**Exercise objective:**
Gather every line of the records that contains the string "instance". Treat uppercase and lowercase letters as different.

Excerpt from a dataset
= = =
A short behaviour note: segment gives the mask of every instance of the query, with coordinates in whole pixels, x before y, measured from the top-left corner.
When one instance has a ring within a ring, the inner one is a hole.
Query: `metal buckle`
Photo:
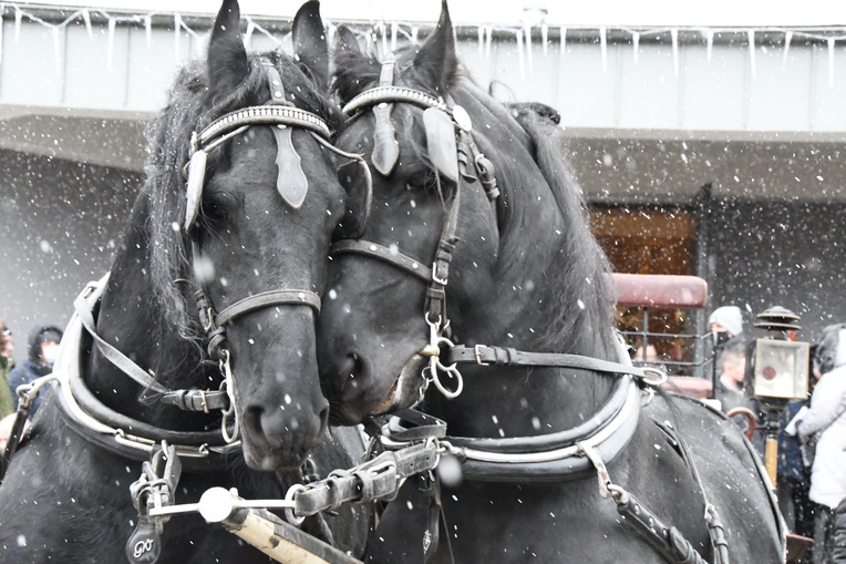
[[[435,284],[440,284],[441,286],[446,286],[446,283],[447,283],[446,278],[437,277],[437,260],[432,263],[432,281]]]
[[[483,362],[482,361],[482,345],[476,345],[473,347],[473,353],[476,356],[476,363],[478,366],[491,366],[491,362]]]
= = =
**Task result:**
A short behaviour note: segment gives the mask of every instance of the query, with coordinates in whole pixels, x before y, measured from the top-left corner.
When one instance has a ring within a ring, the inner one is a hole.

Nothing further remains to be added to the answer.